In honour of our friend/family member’s birthday this week, we decided to have a very unauthentic, highly un-credible surprise Quinceanera. (It sounds so mudge more profezzional than mehican night, don’t you think?) Invites were made, a pun on the theme was incorporated (obvs, because what is life without cheesy wordplay) and outfits were planned.
I opted to make the pinata. A perfect The List Thingy Opportunity!
After a week of smelling like flour and water, a room scattered with newspaper and cardboard, floor littered with every colour crepe paper available to man (seriously, I think I may have developed an aversion to rainbows now), smelling like flour and water and smelling like flour and water, a pinata was born!
*Please note, forgetting a certain amount of flour and water mixture in one’s room, may result in a er, fragrance, that lingers quite a bit. Hypothetically speaking of course.
--------------------------------
# [WORK INSTRUCTIONS]
1. Answer these questions about the birthday post, one per line, marking each answer with the same letter.
(a) What kind of surprise party was held for the birthday?
(b) What did the writer choose to make?
(c) For how long did the writer smell like flour and water?
2. Substitute "tissue paper" for "crepe paper" and write out the stretch of the birthday post from "In honour of" through "speaking of course.".
3. According to the birthday post, why was a pun on the theme worked into the invites? Answer in one to three sentences.
The listing that comes next is separate material with no connection to the birthday post.

# [SUPPLIED INFORMATION]
--------------------------------
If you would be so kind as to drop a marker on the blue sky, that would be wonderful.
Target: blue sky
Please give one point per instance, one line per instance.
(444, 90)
--------------------------------
# [WRITTEN RESPONSES]
1.
(a) A surprise Quinceanera.
(b) The pinata.
(c) A week.

2.
In honour of our friend/family member’s birthday this week, we decided to have a very unauthentic, highly un-credible surprise Quinceanera. (It sounds so mudge more profezzional than mehican night, don’t you think?) Invites were made, a pun on the theme was incorporated (obvs, because what is life without cheesy wordplay) and outfits were planned.
I opted to make the pinata. A perfect The List Thingy Opportunity!
After a week of smelling like flour and water, a room scattered with newspaper and cardboard, floor littered with every colour tissue paper available to man (seriously, I think I may have developed an aversion to rainbows now), smelling like flour and water and smelling like flour and water, a pinata was born!
*Please note, forgetting a certain amount of flour and water mixture in one’s room, may result in a er, fragrance, that lingers quite a bit. Hypothetically speaking of course.

3. The post says the pun was included because life isn't much without cheesy wordplay.